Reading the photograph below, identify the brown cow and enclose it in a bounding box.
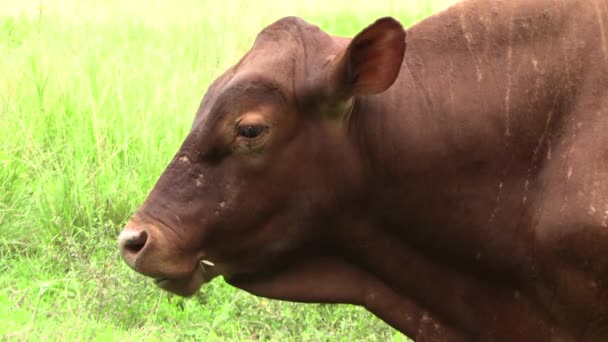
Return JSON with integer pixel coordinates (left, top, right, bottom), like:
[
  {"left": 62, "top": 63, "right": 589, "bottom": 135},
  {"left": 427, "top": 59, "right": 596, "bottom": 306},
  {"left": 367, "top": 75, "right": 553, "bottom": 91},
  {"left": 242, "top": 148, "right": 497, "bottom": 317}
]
[{"left": 118, "top": 0, "right": 608, "bottom": 340}]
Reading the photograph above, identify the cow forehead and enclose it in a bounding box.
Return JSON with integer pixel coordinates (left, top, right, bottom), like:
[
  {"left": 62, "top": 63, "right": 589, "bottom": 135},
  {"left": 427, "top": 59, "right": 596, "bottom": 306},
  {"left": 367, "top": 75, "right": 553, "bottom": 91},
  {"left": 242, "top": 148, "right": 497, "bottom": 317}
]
[
  {"left": 193, "top": 69, "right": 291, "bottom": 130},
  {"left": 254, "top": 16, "right": 323, "bottom": 45},
  {"left": 193, "top": 17, "right": 336, "bottom": 128},
  {"left": 245, "top": 16, "right": 337, "bottom": 75}
]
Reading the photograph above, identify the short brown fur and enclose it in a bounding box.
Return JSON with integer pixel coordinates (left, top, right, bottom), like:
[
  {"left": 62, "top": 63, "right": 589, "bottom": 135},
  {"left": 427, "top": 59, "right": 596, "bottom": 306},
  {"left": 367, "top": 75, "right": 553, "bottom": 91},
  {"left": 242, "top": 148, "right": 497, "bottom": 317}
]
[{"left": 119, "top": 0, "right": 608, "bottom": 340}]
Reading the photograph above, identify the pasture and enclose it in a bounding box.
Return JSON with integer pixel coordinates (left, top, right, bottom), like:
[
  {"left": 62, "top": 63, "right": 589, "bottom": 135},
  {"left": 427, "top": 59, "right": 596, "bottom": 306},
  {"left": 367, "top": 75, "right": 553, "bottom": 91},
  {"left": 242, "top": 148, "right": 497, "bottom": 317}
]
[{"left": 1, "top": 0, "right": 456, "bottom": 340}]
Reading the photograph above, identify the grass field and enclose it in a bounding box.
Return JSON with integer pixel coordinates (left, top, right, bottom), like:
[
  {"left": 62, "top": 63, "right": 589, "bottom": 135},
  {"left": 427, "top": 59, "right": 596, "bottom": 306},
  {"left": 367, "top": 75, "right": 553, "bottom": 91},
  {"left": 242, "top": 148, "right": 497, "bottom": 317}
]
[{"left": 1, "top": 1, "right": 457, "bottom": 340}]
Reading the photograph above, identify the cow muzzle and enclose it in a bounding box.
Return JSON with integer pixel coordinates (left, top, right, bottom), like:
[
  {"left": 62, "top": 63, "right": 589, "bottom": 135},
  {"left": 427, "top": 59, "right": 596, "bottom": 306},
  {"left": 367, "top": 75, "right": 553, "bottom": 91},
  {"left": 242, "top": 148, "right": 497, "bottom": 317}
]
[{"left": 118, "top": 216, "right": 217, "bottom": 296}]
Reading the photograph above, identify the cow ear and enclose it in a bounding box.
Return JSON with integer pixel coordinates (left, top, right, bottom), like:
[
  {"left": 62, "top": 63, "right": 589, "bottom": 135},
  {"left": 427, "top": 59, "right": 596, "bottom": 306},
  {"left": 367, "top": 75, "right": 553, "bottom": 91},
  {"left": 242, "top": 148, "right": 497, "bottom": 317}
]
[{"left": 328, "top": 17, "right": 406, "bottom": 98}]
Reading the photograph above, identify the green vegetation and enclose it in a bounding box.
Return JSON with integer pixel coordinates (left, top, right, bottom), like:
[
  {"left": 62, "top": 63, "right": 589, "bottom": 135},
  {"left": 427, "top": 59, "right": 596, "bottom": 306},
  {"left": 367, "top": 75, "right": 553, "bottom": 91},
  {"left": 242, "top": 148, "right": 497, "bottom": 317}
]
[{"left": 1, "top": 0, "right": 456, "bottom": 340}]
* * * *
Your objective:
Could you copy out every record exactly, minus the pictures?

Task answer:
Reading the photograph below, identify the brown cow and enclose it in a bounding box.
Return JSON with integer pixel coordinates (left, top, right, bottom), like:
[
  {"left": 62, "top": 63, "right": 589, "bottom": 135},
  {"left": 427, "top": 59, "right": 596, "bottom": 306},
  {"left": 367, "top": 75, "right": 553, "bottom": 91},
  {"left": 242, "top": 148, "right": 497, "bottom": 317}
]
[{"left": 118, "top": 0, "right": 608, "bottom": 340}]
Reading the photograph above, identify the cow forehead and enclose it in a bounding box.
Return JSON with integer pixel coordinates (left, top, right, bottom), like:
[
  {"left": 62, "top": 63, "right": 589, "bottom": 135},
  {"left": 427, "top": 59, "right": 596, "bottom": 306},
  {"left": 367, "top": 75, "right": 553, "bottom": 91},
  {"left": 242, "top": 148, "right": 497, "bottom": 317}
]
[
  {"left": 193, "top": 69, "right": 291, "bottom": 130},
  {"left": 254, "top": 16, "right": 323, "bottom": 45},
  {"left": 193, "top": 17, "right": 336, "bottom": 128},
  {"left": 245, "top": 16, "right": 337, "bottom": 75}
]
Reading the photograph above, identify the short brown fur and enclose it in a bounding box.
Return JSON with integer pixel coordinates (left, top, right, bottom), like:
[
  {"left": 62, "top": 63, "right": 589, "bottom": 135},
  {"left": 427, "top": 59, "right": 596, "bottom": 306},
  {"left": 367, "top": 75, "right": 553, "bottom": 91},
  {"left": 242, "top": 148, "right": 497, "bottom": 317}
]
[{"left": 119, "top": 0, "right": 608, "bottom": 340}]
Reading the photograph above, identify the pasture and enclose it in a bounding box.
Return JSON with integer pixel coordinates (left, top, right, bottom), like:
[
  {"left": 62, "top": 63, "right": 589, "bottom": 135},
  {"left": 427, "top": 59, "right": 596, "bottom": 306},
  {"left": 367, "top": 75, "right": 553, "bottom": 91},
  {"left": 242, "top": 148, "right": 497, "bottom": 317}
]
[{"left": 1, "top": 0, "right": 456, "bottom": 340}]
Reading the photograph above, identify the grass field and enclose it in a bounding box.
Return JSON with integer pixel coordinates (left, top, right, bottom), like:
[
  {"left": 62, "top": 63, "right": 589, "bottom": 135},
  {"left": 427, "top": 59, "right": 596, "bottom": 306},
  {"left": 367, "top": 75, "right": 553, "bottom": 91},
  {"left": 242, "top": 148, "right": 497, "bottom": 317}
]
[{"left": 1, "top": 1, "right": 457, "bottom": 340}]
Reading the photograph above, identify the cow muzzle and enclose it in a bounding box.
Return JSON with integer pixel coordinates (left, top, right, bottom), like:
[
  {"left": 62, "top": 63, "right": 589, "bottom": 135},
  {"left": 427, "top": 59, "right": 596, "bottom": 306},
  {"left": 367, "top": 75, "right": 553, "bottom": 91},
  {"left": 242, "top": 148, "right": 497, "bottom": 317}
]
[{"left": 118, "top": 216, "right": 217, "bottom": 296}]
Reading the photograph above, identify the cow ear and enclose it in a bounding box.
Return JSON with integer pixel coordinates (left, top, right, bottom), like:
[
  {"left": 62, "top": 63, "right": 589, "bottom": 135},
  {"left": 427, "top": 59, "right": 596, "bottom": 306},
  {"left": 367, "top": 75, "right": 553, "bottom": 91},
  {"left": 242, "top": 148, "right": 497, "bottom": 317}
]
[{"left": 328, "top": 17, "right": 406, "bottom": 98}]
Reading the photograph above, identify the green vegetation and enclose it in a bounding box.
Return JSON with integer pixel coordinates (left, top, right, bottom), like:
[
  {"left": 62, "top": 63, "right": 589, "bottom": 135},
  {"left": 427, "top": 59, "right": 596, "bottom": 306},
  {"left": 367, "top": 75, "right": 553, "bottom": 91},
  {"left": 242, "top": 148, "right": 497, "bottom": 317}
]
[{"left": 1, "top": 0, "right": 456, "bottom": 340}]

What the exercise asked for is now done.